═══ TEXTO EXTRAÍDO ═══
A escritora espanhola Elísabet Benavent, best-seller espanhola e autora de "Valéria" - Divulgação
A escritora espanhola Elísabet Benavent, best-seller espanhola e autora de 'Valéria' Imagem: Divulgação

Luiza Sahd

Do TAB

06/05/2020 04h00

A Espanha parece uma fábrica de sucessos na Netflix. Na esteira de sucessos como "La Casa de Papel", "Vis a Vis" e "Elite", a plataforma de streaming aposta, mais uma vez, em uma produção original espanhola para o seu catálogo. A série "Valéria" estreia dia 8 em 190 países, mas já nasce como um hit consagrado. Por trás dela está Elísabet Benavent, uma gigante do mercado editorial espanhol.

Aos 36 anos, a escritora — também conhecida como Beta Coqueta por seus seguidores apaixonados do Instagram — já lançou 20 livros. O primeiro deles, "En los zapatos de Valeria", ainda sem tradução no Brasil, foi disponibilizado na Amazon em 2013 pela própria autora. De lá para cá, Benavent ganhou editora, transformou Valéria em personagem de uma saga de cinco volumes, escreveu outros 15 livros e já vendeu 2 milhões de cópias para leitores de uma Espanha que se encontra em crise econômica aguda desde 2008.

Numa leitura rápida, os livros "Valéria" falam dos dilemas da geração 'nem-nem' (sem estudo e sem trabalho) numa pegada "Sex and the city". Benavent, ela própria, se define como autora de comédias românticas contemporâneas. Em suas sagas, dilemas típicos da geração millennial ganham lente de aumento e são tratados sem um pingo de cinismo. Paradoxalmente, parece ser esse o segredo do sucesso entre leitores de uma geração tão cínica.

Por causa da pandemia, Benavent conversou com TAB por videochamada, de sua casa em Madri — cidade onde a série "Valéria" foi rodada. Por duas vezes, a fala da autora foi abafada por ruídos de sirenes nas ruas, embora a situação esteja melhorando por lá. A capital espanhola deve sair do estado de alarme em 11 de maio, quando a população voltará a ter permissão para visitar amigos ou familiares.

Ao TAB, ela fala sobre sucesso, pandemia, geração Y, política e amor.

TAB: Como é a sensação de ver seu primeiro trabalho literário ganhar as telas e ser exibido para pessoas de 190 países diferentes... Em meio a uma pandemia?
═══ TRECHOS DAS ENTRADAS ═══
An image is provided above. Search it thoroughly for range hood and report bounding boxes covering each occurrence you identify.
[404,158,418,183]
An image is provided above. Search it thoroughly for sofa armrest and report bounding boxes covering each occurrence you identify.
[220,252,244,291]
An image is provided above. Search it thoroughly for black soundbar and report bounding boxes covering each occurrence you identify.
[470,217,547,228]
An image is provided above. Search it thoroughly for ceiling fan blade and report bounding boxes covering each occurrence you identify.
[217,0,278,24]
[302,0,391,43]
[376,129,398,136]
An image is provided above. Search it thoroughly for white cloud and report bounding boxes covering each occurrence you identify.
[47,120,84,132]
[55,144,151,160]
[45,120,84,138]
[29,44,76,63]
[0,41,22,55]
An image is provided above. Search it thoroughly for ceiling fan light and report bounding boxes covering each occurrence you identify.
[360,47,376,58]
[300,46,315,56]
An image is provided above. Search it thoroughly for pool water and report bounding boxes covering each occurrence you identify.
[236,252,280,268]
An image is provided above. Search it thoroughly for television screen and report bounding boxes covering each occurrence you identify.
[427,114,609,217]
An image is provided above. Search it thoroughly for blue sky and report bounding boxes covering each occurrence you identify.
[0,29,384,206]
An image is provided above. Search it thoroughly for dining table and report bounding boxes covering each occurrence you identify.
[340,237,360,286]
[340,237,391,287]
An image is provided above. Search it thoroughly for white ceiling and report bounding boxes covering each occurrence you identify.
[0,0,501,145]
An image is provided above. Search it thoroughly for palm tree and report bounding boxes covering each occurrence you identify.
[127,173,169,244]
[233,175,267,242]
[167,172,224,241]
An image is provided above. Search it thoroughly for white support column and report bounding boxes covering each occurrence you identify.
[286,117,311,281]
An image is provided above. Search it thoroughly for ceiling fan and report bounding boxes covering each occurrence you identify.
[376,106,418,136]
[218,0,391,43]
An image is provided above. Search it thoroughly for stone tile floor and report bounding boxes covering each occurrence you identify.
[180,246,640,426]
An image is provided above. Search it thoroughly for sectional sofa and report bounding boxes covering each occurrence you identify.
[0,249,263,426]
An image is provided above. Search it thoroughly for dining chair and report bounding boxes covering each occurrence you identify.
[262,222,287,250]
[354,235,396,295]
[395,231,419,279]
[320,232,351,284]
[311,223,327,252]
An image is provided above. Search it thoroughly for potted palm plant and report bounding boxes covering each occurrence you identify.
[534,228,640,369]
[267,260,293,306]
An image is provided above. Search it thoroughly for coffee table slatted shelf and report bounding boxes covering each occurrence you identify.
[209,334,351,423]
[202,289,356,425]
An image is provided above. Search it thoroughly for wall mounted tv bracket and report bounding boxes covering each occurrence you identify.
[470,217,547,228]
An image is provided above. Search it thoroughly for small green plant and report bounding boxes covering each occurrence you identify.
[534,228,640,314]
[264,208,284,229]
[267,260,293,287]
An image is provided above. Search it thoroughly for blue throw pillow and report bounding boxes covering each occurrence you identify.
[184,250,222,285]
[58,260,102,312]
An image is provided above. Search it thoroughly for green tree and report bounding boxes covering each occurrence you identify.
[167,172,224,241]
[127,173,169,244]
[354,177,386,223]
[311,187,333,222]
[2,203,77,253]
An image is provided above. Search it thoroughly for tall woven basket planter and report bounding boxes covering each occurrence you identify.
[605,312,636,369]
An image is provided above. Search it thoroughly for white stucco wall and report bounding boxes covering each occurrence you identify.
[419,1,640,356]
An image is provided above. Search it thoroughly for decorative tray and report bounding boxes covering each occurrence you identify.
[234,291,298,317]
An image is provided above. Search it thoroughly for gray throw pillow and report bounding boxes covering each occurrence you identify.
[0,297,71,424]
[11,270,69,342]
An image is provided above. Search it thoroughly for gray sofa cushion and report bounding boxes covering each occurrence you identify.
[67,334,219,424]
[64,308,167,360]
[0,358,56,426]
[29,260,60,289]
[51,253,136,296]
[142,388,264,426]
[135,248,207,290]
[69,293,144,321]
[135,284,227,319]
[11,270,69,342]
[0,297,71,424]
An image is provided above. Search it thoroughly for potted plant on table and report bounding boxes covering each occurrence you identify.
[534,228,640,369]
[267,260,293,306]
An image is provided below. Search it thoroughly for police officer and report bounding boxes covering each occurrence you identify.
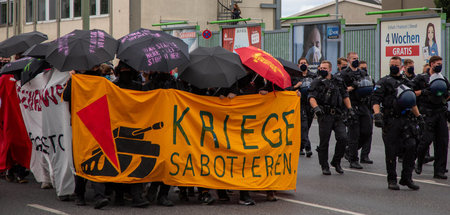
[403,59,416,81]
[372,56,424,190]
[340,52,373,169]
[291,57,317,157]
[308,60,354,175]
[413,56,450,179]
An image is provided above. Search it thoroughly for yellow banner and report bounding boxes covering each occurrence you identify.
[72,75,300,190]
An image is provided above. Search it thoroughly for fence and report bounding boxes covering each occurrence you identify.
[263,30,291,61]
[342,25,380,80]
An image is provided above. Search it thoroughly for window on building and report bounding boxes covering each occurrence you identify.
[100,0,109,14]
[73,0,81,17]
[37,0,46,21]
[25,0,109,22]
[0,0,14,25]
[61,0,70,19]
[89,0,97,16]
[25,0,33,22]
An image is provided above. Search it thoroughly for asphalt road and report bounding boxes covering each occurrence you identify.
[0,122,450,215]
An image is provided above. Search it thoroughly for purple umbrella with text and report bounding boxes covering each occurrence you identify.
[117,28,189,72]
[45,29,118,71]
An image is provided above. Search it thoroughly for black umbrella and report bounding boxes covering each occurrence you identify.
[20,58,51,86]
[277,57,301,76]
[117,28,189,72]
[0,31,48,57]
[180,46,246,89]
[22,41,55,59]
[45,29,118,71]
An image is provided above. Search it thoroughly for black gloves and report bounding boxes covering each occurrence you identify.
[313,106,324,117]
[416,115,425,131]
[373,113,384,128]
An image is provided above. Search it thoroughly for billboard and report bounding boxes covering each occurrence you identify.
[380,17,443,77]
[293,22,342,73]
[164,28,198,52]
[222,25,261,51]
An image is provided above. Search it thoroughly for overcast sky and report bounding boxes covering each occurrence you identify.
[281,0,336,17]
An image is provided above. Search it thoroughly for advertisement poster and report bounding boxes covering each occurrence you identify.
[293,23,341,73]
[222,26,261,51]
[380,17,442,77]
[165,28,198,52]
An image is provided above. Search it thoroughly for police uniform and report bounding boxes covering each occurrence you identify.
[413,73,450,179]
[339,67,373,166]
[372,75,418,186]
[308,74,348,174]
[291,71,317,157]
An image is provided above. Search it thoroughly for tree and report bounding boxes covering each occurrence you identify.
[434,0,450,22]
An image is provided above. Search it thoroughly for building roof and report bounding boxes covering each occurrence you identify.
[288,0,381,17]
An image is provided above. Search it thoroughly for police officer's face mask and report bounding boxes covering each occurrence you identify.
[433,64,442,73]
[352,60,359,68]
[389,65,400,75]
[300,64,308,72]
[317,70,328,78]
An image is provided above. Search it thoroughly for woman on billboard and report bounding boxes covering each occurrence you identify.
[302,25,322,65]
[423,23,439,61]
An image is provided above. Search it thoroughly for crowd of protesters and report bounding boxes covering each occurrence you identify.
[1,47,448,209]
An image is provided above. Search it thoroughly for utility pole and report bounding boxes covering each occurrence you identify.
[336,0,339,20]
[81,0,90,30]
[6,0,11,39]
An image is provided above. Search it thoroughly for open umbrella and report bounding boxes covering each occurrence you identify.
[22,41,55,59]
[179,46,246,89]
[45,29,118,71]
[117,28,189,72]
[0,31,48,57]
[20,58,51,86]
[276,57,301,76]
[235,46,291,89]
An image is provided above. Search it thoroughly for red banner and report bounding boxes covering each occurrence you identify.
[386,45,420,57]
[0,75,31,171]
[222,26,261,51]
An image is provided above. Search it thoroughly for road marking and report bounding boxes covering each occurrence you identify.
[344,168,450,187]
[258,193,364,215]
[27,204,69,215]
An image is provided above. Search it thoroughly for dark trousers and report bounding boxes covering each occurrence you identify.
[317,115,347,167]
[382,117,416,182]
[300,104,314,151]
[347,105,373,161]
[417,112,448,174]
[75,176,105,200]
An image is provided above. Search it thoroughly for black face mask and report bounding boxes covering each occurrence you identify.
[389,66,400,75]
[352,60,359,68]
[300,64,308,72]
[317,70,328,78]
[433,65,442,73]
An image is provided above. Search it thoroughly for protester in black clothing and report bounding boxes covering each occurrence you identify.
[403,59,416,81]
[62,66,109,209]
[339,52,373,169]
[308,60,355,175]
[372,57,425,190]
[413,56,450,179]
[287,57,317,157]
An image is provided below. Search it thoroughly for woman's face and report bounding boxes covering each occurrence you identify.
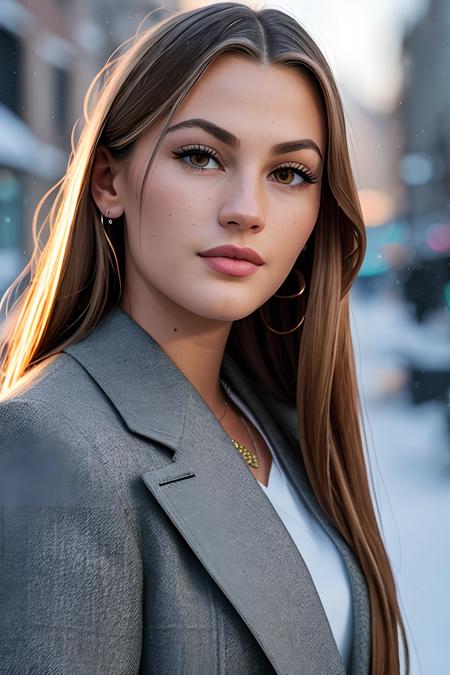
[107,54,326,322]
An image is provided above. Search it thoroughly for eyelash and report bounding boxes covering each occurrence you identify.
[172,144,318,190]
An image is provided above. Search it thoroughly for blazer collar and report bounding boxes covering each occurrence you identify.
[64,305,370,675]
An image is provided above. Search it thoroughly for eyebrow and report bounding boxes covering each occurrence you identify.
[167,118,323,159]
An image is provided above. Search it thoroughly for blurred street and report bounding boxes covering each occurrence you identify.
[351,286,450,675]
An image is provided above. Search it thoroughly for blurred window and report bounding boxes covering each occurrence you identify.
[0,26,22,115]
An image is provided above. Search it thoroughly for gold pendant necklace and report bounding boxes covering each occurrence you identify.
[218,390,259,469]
═══
[SOBRE A TAREFA] Dê sequência à entrevista com Elísabet Benavent, começando logo depois da última pergunta do TAB. Não é preciso consultar as entradas.

[ÁREA DE RESPOSTA]
Elísabet Benavent: Um pouco complicado. Tínhamos muitos planos para esse lançamento e tivemos que nos adaptar às circunstâncias. Não é o lançamento que queríamos, mas, pelo menos, as novas tecnologias estão a nosso favor e a recepção tem sido muito boa. Estou muito emocionada, sentido vertigem, mesmo. Quando escrevi a saga, não cogitei que meu trabalho pudesse sequer ser lido por tanta gente da Espanha. Imaginar as meninas de "Valéria" viajando para tão longe é algo que nunca tive nem tempo de sonhar.

TAB: Por falar em pandemia, como você vê o futuro desta geração? Os millennials devem ficar ainda mais desconfiados e frios nos relacionamentos ou podem se tornar um pouco menos ariscos?

EB: Algo vai mudar. Só não sei quanto essa mudança dura, porque a gente esquece muito rápido de tudo que acontece. A humanidade é maravilhosa para algumas coisas, mas costuma repetir os mesmos erros. A história está repleta desses tropeços. Olhando ao redor, vejo as pessoas querendo sair de casa para ficar junto de quem se gosta, para trocar abraços e rever prioridades. Pode ser que a pandemia sirva para reorganizar nossas prioridades, porque ela chegou como uma bofetada para quem andava distraído nesse sentido. Antes de tudo isso começar, eu andava super preocupada com a melhor forma de gerir meu tempo para conciliar trabalho e vida pessoal. De repente, aconteceu tudo isso na Espanha e minha única prioridade passou a ser viver, ver as pessoas com saúde e poder voltar a sair de casa. Respondendo à sua pergunta, eu, particularmente, vou sair dessa morrendo de vontade de abraçar e beijar as pessoas.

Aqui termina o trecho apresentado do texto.